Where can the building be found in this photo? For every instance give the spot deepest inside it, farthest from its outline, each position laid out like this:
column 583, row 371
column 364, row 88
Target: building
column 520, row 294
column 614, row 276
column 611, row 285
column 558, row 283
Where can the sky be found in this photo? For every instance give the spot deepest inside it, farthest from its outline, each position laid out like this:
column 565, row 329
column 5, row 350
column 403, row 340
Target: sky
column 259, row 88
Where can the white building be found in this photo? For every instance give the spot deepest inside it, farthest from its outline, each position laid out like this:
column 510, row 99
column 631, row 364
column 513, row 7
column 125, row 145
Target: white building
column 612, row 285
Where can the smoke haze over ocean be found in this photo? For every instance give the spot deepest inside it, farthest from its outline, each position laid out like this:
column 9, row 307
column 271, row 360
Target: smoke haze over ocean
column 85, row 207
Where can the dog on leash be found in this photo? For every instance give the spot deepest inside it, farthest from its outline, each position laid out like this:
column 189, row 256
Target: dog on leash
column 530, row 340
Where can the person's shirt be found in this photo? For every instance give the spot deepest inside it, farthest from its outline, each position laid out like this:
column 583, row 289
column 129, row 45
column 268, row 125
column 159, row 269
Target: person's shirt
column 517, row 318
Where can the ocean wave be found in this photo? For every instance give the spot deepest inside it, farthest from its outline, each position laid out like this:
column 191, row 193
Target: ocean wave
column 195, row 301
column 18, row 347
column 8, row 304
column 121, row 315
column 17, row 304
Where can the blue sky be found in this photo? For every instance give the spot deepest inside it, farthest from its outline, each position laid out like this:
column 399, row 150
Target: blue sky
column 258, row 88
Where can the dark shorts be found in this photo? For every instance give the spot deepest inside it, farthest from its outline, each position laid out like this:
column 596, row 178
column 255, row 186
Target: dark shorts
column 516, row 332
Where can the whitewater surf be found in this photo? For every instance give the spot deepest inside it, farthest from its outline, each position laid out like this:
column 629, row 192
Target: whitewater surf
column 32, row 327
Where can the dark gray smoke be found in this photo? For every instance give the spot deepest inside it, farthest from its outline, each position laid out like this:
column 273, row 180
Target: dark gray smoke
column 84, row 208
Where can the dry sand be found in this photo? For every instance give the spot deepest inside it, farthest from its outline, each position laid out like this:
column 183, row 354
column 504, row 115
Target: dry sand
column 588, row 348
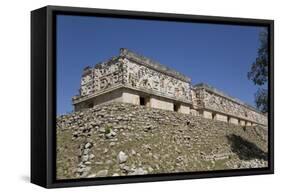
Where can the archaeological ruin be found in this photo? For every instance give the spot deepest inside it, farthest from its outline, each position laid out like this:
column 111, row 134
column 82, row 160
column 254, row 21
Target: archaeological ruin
column 134, row 79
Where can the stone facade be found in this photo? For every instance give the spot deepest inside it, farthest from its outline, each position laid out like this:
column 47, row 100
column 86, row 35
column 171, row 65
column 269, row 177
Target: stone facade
column 132, row 78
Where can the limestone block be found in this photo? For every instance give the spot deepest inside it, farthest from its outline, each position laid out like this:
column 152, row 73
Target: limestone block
column 161, row 104
column 242, row 123
column 233, row 120
column 184, row 109
column 248, row 123
column 220, row 117
column 194, row 112
column 131, row 98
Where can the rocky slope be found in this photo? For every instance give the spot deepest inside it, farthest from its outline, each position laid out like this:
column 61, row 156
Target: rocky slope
column 118, row 139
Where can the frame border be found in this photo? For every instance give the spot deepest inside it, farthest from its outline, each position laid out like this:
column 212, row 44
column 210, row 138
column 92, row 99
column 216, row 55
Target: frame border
column 43, row 95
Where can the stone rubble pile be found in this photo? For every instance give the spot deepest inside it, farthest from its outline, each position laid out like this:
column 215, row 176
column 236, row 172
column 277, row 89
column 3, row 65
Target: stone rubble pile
column 118, row 139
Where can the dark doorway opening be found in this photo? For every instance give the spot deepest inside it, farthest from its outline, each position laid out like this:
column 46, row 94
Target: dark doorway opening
column 144, row 101
column 176, row 107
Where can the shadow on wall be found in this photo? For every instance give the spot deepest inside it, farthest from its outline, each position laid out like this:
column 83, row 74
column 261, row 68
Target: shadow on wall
column 244, row 149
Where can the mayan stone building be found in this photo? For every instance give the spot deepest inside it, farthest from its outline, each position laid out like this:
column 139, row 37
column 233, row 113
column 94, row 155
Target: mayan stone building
column 132, row 78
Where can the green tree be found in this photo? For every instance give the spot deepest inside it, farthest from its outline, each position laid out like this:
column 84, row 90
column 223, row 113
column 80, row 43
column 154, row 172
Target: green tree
column 259, row 73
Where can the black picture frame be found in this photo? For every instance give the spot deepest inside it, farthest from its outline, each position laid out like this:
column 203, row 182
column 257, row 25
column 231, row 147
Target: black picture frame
column 43, row 95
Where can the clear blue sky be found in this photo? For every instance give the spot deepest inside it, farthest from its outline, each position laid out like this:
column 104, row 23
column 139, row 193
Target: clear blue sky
column 220, row 55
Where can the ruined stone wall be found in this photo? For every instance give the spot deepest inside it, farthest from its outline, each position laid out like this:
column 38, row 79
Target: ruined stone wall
column 101, row 77
column 212, row 99
column 151, row 81
column 135, row 72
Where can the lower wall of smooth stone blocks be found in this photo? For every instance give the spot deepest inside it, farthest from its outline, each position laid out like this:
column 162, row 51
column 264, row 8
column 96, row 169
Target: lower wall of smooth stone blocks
column 139, row 98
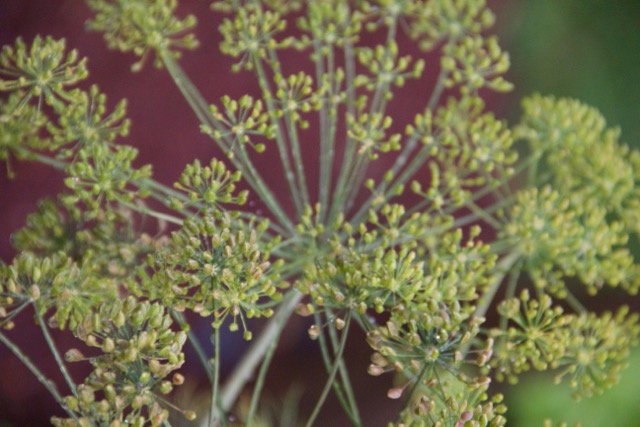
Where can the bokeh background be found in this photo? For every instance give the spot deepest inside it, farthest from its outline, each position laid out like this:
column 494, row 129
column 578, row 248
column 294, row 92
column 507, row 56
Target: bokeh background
column 586, row 49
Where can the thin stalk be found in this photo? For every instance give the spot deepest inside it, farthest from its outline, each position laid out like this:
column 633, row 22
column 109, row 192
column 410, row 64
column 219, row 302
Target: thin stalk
column 416, row 162
column 260, row 382
column 54, row 351
column 48, row 384
column 294, row 189
column 200, row 108
column 502, row 268
column 434, row 99
column 215, row 398
column 344, row 376
column 252, row 357
column 294, row 143
column 147, row 211
column 195, row 344
column 334, row 371
column 14, row 313
column 324, row 351
column 509, row 293
column 415, row 386
column 326, row 149
column 575, row 303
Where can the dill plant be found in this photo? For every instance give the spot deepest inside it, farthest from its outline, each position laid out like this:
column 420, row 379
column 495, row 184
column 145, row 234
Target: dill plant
column 517, row 218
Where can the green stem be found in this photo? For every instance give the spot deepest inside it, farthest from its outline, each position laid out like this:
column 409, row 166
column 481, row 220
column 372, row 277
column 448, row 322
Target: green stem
column 54, row 351
column 334, row 371
column 195, row 344
column 215, row 398
column 324, row 351
column 352, row 409
column 502, row 269
column 249, row 172
column 294, row 190
column 48, row 384
column 252, row 357
column 147, row 211
column 260, row 381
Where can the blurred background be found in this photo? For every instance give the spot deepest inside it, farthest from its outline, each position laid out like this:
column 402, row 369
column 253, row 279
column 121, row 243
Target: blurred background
column 586, row 49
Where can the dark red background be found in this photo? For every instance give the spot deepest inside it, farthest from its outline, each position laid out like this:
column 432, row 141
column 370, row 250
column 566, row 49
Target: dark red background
column 168, row 137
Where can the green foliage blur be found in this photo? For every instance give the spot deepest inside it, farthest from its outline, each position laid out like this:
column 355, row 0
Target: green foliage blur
column 589, row 50
column 585, row 49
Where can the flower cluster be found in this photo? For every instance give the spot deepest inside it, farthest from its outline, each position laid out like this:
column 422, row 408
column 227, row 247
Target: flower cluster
column 53, row 282
column 558, row 240
column 143, row 26
column 588, row 349
column 581, row 157
column 138, row 351
column 406, row 262
column 216, row 268
column 41, row 70
column 210, row 186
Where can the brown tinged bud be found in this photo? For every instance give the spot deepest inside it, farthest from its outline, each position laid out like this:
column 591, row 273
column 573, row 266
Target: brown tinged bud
column 395, row 392
column 74, row 355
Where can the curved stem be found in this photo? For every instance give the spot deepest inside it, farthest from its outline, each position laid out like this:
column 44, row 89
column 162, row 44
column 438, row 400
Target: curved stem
column 54, row 351
column 324, row 350
column 502, row 269
column 195, row 343
column 260, row 381
column 334, row 370
column 252, row 357
column 215, row 398
column 48, row 384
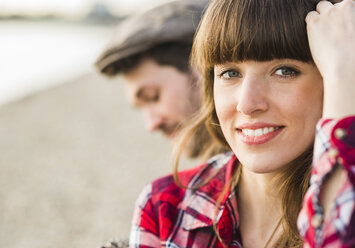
^^^^
Exercise directions ::
From the records above, give again only the part that opens with the line containing "column 84, row 90" and closes with the line containing "Where can the dill". Keep both ends but drop the pictures.

Response box ::
column 84, row 90
column 223, row 113
column 80, row 43
column 154, row 172
Target: green tree
column 259, row 73
Where can the black picture frame be found in this photo? For every instance give the spot deepest inside it, farthest from its outline, each position laid out like this:
column 203, row 182
column 257, row 25
column 231, row 147
Target: black picture frame
column 43, row 95
Where can the clear blue sky be found in this photo? For every instance give the spot deepest inside it, farthest from its outline, each position laid out like this:
column 104, row 23
column 139, row 193
Target: clear blue sky
column 220, row 55
Where can the ruined stone wall be found in this photo? For every instance give the spot deepest inside it, farthest from its outline, each position laid out like this:
column 38, row 79
Target: ruined stone wall
column 101, row 77
column 212, row 99
column 151, row 81
column 135, row 72
Where can the lower wall of smooth stone blocks be found in this photo? For every instance give the spot deepest inside it, farthest from its outline, each position laid out like this:
column 162, row 51
column 264, row 8
column 96, row 169
Target: lower wall of smooth stone blocks
column 139, row 98
Where can the bokeh background be found in this photo? For every instance give the spot deepest inside it, farthest from its outline, each position laid out like this:
column 494, row 129
column 578, row 248
column 294, row 92
column 507, row 56
Target: bokeh background
column 586, row 49
Where can the thin stalk be found in this photo? For every instance give the spot deepest inside it, farthest from its outline, each position laid out like this:
column 633, row 22
column 109, row 192
column 410, row 64
column 219, row 302
Target: thin stalk
column 416, row 162
column 260, row 382
column 54, row 351
column 48, row 384
column 294, row 189
column 200, row 108
column 502, row 268
column 434, row 99
column 215, row 398
column 344, row 376
column 252, row 357
column 294, row 143
column 147, row 211
column 195, row 344
column 334, row 371
column 14, row 313
column 324, row 351
column 509, row 293
column 415, row 386
column 326, row 149
column 575, row 303
Where can the dill plant be found in this photo? For every instance give the spot deepest inside it, farthest from its outline, each position laid out like this:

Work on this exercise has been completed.